## Task statement
Copy out each line featuring the string "below" from the entries beneath.

## Dataset excerpts
──────
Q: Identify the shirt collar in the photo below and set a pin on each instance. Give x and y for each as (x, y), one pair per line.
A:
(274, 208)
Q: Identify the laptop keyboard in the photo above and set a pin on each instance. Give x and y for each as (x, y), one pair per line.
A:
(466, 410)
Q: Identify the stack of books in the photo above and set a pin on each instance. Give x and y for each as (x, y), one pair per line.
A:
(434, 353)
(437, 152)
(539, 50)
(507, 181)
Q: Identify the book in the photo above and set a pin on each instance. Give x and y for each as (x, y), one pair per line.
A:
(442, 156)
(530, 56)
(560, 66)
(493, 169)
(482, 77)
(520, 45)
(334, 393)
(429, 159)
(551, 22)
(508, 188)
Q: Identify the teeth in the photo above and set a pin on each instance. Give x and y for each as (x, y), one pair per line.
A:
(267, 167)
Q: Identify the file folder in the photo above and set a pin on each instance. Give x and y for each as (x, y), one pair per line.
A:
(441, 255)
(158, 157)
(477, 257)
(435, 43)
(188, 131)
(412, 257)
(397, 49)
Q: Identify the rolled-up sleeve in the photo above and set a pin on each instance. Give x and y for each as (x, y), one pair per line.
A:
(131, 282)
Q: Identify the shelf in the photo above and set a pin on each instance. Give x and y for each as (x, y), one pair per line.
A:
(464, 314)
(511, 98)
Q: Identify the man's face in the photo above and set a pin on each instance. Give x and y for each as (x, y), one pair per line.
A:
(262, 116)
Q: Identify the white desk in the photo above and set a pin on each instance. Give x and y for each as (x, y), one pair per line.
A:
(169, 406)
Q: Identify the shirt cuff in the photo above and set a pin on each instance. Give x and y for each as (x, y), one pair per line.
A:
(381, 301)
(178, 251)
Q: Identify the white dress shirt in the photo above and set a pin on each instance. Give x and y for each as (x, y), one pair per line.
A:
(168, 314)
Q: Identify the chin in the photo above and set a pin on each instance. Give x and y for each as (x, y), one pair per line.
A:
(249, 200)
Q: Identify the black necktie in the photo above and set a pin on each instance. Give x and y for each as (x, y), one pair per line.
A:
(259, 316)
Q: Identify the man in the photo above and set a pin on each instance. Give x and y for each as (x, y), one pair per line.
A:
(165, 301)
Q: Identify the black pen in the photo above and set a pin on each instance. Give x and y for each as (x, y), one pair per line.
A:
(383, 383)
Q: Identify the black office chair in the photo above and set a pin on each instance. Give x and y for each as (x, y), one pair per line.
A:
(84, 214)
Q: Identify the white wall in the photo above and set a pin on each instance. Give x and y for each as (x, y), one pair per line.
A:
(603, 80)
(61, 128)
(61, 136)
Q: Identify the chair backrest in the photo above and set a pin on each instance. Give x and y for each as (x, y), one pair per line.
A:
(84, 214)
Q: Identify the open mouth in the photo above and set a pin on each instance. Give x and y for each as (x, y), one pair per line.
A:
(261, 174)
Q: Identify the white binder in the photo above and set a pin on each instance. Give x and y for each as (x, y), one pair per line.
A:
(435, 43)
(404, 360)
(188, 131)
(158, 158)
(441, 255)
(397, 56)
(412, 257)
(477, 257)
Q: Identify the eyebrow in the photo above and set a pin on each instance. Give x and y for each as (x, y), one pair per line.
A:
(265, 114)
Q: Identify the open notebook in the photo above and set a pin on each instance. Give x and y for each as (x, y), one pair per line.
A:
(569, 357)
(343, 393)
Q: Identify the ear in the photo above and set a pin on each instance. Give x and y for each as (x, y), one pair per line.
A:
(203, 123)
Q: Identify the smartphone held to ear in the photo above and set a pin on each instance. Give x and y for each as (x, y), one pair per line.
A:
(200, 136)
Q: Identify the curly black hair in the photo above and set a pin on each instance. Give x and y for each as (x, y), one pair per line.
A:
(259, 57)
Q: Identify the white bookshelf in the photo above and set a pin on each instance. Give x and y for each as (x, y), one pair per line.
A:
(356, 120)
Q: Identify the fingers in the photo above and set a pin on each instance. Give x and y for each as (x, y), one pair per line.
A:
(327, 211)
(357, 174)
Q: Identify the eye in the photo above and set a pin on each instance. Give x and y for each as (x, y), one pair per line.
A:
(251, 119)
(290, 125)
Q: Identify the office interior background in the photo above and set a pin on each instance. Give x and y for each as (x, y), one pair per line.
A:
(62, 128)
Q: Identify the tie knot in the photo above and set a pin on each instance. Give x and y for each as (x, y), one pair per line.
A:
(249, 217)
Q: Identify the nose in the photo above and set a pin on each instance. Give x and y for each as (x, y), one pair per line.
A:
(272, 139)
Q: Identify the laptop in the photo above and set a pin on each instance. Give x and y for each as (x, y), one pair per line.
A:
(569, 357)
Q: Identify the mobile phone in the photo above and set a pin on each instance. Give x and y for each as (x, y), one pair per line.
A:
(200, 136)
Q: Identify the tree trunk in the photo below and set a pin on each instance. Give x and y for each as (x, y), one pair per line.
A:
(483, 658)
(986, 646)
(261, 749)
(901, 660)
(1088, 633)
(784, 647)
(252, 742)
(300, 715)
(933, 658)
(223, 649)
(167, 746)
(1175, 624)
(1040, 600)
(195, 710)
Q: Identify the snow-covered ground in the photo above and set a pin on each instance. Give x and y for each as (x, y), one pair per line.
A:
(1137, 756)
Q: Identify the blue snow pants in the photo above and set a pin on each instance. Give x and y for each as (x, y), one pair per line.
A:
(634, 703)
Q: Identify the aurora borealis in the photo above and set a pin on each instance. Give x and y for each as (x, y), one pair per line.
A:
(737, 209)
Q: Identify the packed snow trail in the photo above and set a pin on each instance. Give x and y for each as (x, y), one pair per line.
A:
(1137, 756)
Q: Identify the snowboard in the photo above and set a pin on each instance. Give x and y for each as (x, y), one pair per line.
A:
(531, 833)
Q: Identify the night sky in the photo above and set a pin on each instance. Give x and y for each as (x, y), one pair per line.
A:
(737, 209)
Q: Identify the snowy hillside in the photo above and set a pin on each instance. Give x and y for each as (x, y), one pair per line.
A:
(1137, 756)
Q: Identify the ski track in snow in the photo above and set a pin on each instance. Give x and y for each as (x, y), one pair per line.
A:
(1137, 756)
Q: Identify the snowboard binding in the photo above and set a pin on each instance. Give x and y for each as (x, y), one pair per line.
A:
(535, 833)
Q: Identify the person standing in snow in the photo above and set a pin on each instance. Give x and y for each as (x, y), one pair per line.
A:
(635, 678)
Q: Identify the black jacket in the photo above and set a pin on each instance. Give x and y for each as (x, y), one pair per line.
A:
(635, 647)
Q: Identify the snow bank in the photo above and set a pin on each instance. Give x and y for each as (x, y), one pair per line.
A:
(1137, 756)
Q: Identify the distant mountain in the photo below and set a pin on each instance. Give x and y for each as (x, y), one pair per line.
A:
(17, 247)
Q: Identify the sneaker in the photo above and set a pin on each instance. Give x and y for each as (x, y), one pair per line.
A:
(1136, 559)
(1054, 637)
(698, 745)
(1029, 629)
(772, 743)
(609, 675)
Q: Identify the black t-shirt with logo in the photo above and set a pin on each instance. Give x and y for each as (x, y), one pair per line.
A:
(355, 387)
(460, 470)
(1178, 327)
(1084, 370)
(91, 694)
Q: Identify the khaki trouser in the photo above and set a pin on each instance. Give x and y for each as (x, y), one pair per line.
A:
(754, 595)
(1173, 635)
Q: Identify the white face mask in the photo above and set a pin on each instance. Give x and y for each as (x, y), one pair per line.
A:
──────
## Response box
Q: Identify the shirt collar in the photo below and set a pin on each instance. Give x and y for each as (x, y), one pair per line.
Q: Identify the tree trunk in the photo below and set a pin on each instance. Give x and y for each as (x, y), one pair per line.
Q: Identify the distant mountain in the photo below and set a pin on each instance. Give x and y for each as (x, y), one pair per line.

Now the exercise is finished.